[Given data Boundary: Start]

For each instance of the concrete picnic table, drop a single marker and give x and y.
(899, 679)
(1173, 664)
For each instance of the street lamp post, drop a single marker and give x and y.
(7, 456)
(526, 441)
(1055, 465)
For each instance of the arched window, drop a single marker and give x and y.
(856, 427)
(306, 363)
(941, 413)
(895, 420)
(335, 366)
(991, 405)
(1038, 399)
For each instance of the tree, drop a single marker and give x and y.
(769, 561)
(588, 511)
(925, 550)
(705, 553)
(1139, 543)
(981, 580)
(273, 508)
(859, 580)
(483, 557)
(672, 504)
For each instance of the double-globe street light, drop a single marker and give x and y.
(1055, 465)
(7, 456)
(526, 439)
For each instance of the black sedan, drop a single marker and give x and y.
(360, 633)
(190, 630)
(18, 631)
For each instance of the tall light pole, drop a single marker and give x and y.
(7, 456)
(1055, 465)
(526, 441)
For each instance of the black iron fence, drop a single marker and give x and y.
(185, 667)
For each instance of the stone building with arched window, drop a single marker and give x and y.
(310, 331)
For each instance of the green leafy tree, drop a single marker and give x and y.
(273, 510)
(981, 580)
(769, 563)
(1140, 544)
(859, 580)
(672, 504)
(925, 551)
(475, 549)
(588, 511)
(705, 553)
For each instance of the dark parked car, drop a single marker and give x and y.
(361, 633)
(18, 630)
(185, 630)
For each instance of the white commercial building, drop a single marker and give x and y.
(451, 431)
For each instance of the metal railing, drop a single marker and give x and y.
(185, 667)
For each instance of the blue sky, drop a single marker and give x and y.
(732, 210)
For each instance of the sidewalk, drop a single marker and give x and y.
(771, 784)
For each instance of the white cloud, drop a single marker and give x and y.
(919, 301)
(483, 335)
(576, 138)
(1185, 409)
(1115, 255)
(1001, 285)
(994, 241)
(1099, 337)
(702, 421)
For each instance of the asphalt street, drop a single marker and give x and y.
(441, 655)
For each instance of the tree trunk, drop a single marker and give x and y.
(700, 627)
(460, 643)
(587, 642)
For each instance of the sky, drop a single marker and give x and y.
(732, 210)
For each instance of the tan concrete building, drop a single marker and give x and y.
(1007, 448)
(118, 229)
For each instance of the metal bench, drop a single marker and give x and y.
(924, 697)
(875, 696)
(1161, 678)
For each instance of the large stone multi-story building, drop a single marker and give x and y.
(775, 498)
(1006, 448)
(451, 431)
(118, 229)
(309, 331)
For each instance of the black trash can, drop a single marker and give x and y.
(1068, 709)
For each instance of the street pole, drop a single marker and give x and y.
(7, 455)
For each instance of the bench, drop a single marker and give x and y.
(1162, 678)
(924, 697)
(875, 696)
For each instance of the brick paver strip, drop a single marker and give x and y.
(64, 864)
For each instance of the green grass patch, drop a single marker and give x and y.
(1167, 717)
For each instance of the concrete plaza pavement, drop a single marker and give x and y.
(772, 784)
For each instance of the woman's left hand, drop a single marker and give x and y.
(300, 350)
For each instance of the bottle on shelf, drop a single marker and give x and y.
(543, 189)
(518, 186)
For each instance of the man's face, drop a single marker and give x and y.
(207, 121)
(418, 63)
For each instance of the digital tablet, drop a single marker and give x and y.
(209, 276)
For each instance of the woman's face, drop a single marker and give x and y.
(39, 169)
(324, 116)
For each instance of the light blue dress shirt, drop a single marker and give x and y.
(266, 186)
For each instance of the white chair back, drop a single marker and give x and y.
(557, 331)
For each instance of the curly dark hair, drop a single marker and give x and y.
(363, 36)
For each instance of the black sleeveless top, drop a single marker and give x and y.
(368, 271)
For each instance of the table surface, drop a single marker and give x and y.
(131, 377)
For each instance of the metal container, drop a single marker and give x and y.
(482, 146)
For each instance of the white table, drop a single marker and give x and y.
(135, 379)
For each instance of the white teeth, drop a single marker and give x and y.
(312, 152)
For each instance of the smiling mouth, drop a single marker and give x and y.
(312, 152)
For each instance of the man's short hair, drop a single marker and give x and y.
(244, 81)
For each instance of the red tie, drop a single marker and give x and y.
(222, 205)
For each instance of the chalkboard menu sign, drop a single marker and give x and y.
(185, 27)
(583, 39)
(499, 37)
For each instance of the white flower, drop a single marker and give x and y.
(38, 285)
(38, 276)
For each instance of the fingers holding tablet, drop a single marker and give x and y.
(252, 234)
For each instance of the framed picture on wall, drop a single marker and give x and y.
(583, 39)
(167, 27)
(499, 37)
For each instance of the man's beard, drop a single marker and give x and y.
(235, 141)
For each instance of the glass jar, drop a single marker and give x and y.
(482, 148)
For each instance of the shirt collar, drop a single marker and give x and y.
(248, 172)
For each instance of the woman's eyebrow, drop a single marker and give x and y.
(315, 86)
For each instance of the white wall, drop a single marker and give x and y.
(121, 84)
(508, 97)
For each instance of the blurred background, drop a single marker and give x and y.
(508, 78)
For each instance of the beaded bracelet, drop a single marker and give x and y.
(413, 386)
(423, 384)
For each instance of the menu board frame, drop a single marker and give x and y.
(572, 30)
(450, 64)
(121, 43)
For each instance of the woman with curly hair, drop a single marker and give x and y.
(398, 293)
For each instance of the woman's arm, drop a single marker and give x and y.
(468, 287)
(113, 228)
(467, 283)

[Given data Boundary: End]

Task to complete
Exactly as shown above, return every record.

Result for this task
For each instance of the concrete picnic table, drop a single marker and give x and y.
(899, 679)
(1173, 664)
For each instance of the street lamp post, drop a single marker and give x and y.
(7, 456)
(526, 441)
(1055, 465)
For each instance of the arched window, drop a single marker and give x and y.
(856, 427)
(306, 363)
(941, 413)
(895, 420)
(335, 366)
(991, 405)
(1038, 399)
For each instance of the tree, drop a single marker and give x and y.
(769, 561)
(588, 511)
(925, 550)
(705, 553)
(1139, 543)
(981, 580)
(273, 508)
(859, 580)
(483, 557)
(672, 504)
For each instance of the double-globe street light, drop a single marker and give x and y.
(1055, 465)
(7, 456)
(526, 439)
For each instance of the black sedan, drop a single marker and give x and y.
(360, 633)
(190, 630)
(18, 631)
For each instance of the tall light pole, drop a single marker and give x and y.
(7, 456)
(1055, 465)
(526, 441)
For each instance of the black iron fence, drop a single marker and give x and y.
(185, 667)
For each instance of the stone building with arched window, drop a single marker and give x and y.
(310, 331)
For each instance of the green leafy tree, drop a single marker and give x and y.
(273, 510)
(981, 580)
(769, 563)
(1140, 544)
(859, 580)
(672, 504)
(925, 551)
(475, 549)
(588, 511)
(705, 553)
For each instance of the dark parked car, drop a single marker and give x and y.
(361, 633)
(18, 630)
(185, 630)
For each instance of the white commercial building, drop a single marker and give x and y.
(451, 431)
For each instance of the metal railing, drop a single marker and give x and y.
(185, 667)
For each instance of the blue sky, drop a single marker and give x and y.
(732, 210)
For each instance of the sidewalk, drop a single marker and give x and y.
(771, 784)
For each instance of the white cloud, drop a single marker and give x and y.
(919, 301)
(483, 335)
(576, 138)
(1185, 409)
(1115, 255)
(1001, 285)
(994, 241)
(1099, 337)
(702, 421)
For each instance of the asphalt street, drop a single marker and give x and y.
(441, 655)
For each instance of the tree trunk, drop a single marker and give x and y.
(700, 627)
(460, 643)
(587, 642)
For each instance of the sky, drop a single marker and give x and y.
(732, 210)
For each instance of the tan concrete building, drop a single marker and give x and y.
(1007, 448)
(118, 229)
For each instance of the metal bench, drop a single marker and give x and y.
(924, 697)
(875, 696)
(1161, 678)
For each instance of the large stone multi-story building, drop a single marker and give x and y.
(775, 498)
(1006, 448)
(451, 431)
(118, 229)
(309, 331)
For each instance of the black trash can, drop a single marker and give x and y.
(1068, 709)
For each instance of the street pole, drop a single marker and give x and y.
(7, 455)
For each instance of the bench, drop a single marker and give x and y.
(1162, 678)
(924, 697)
(875, 696)
For each instance of the brick paver strip, drop a single marker and give x and y.
(64, 864)
For each instance of the green grass patch, drop a single marker and give x and y.
(1167, 717)
For each instance of the concrete plaza pavement, drop a single marker and give x and y.
(772, 784)
For each instance of the woman's left hand, drop a single marker and give x and y.
(300, 350)
For each instance of the bottle on shelf, drop a single marker and give x and y.
(543, 189)
(518, 186)
For each instance of the man's face, drop a single marker and give x and y.
(207, 121)
(418, 63)
For each instance of the digital tablet, drop a single marker and give x and y.
(209, 276)
For each instance of the woman's face, drop a single marker and give x and y.
(39, 169)
(324, 116)
For each instance of the light blue dress shirt, drop a single marker and give x and y.
(266, 186)
For each instance of the white chair back, drop a single marker and give x and y.
(557, 331)
For each instance of the curly dark hair, drop a single marker and give x and y.
(363, 36)
For each instance of the black sleeveless top, drop a single marker and give x and y.
(368, 271)
For each instance of the table surface, drop a single marker and give x and y.
(131, 377)
For each instance of the metal container, drop a single marker and give x and y.
(482, 146)
For each instance of the white table, drop a single marker and give x and y.
(135, 379)
For each instance of the white teeth, drop a single marker and give x and y.
(312, 152)
For each instance of the smiling mouth, drop a single marker and give x and y.
(312, 152)
For each instance of the man's short hair, drop a single marker and give x and y.
(244, 81)
For each instance of the red tie, drop a single marker and give x and y.
(222, 205)
For each instance of the chalkboard menu sign, drop a single marker and give x and y.
(185, 27)
(583, 39)
(499, 37)
For each instance of the white flower, drop a single marker and give x and y.
(38, 285)
(38, 276)
For each instance of the fingers holding tablet, drop a single marker and give x and y.
(252, 234)
For each instance of the framed picture on wall, drop a single marker and give x and y.
(583, 39)
(167, 27)
(499, 37)
For each instance of the man's beard, drop a single marker and give x and y.
(235, 141)
For each instance of the glass jar, drop a single marker and give x and y.
(482, 148)
For each instance of the shirt collar, drop a single marker and give x and y.
(248, 172)
For each instance of the woman's eyebrow, drop a single marker and give x and y.
(315, 86)
For each instance of the white wall, drop a single marker and give x and y.
(121, 84)
(508, 97)
For each instance of the blurred background, drop a single marker and give x and y.
(508, 78)
For each instance of the beaded bracelet, drop a single marker and give x and y.
(413, 386)
(423, 384)
For each instance of the menu board frame, drop a single marker and give x and y.
(572, 30)
(450, 64)
(121, 43)
For each instance of the woman with curly hair, drop a single marker and give x and y.
(398, 293)
For each instance of the woman's arm, drop a single marker and give x and y.
(468, 287)
(113, 228)
(467, 283)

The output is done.